-- EXTRACT PROVIDED follows --

Updated: Jan 29
Gillian Roche-Saunders talks to Sophie Myers about business resilience and managing risk in tempestuous times - an excerpt from the CISI's publication,The Review.
"The Covid-19 crisis has tested businesses’ continuity planning to the limit. How well prepared have firms been for such an event, and how will their operations change in future as a result?
With most countries around the world still in various stages of lockdown, and only a handful of regions beginning to emerge and resume economic activity at the time of writing, it’s impossible to predict what the long-term impact of the pandemic on the global economy will be, or what ‘normal’ might look like in a post-Covid-19 world. What lessons have businesses taken from the current crisis, and how might their business continuity planning be adjusted in future?
“Most firms had considered operational resilience from both a premises and an infrastructure perspective and many previously felt confident in their business continuity planning because of that,” says Gillian Roche-Saunders MCSI, a partner at Adempi Associates, a London-based compliance consultancy.
“We have seen the most revision in the people aspect of continuity planning. Even those plans that covered key-person risk were mainly focused on the absence of certain senior managers or deal makers in the firm. What if all the senior managers are ill at the same time? What if key knowledge is temporarily missing in an entire department?”
However, as Gillian points out, contingency planning that protects the loss of knowledge when a key individual leaves the firm or is indisposed is less applicable to the Covid-19 challenge, which has raised the possibility of a high volume of people being away at the same time."

-- EXTRACT PROVIDED concluded --
-- EXTRACTED DATA follows --

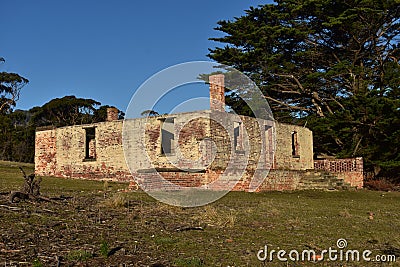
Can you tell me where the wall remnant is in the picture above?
[35,74,363,191]
[314,157,364,188]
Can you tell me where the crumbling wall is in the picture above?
[274,123,314,170]
[35,129,57,176]
[314,157,364,188]
[35,121,132,181]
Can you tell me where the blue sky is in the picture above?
[0,0,271,113]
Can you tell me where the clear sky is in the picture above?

-- EXTRACTED DATA concluded --

WHAT YOU SHOULD DO — Quote every sentence in the business resilience excerpt above that ends with a question mark.

OUTPUT FOR THIS TASK —
- How well prepared have firms been for such an event, and how will their operations change in future as a result?
- What lessons have businesses taken from the current crisis, and how might their business continuity planning be adjusted in future?
- What if all the senior managers are ill at the same time?
- What if key knowledge is temporarily missing in an entire department?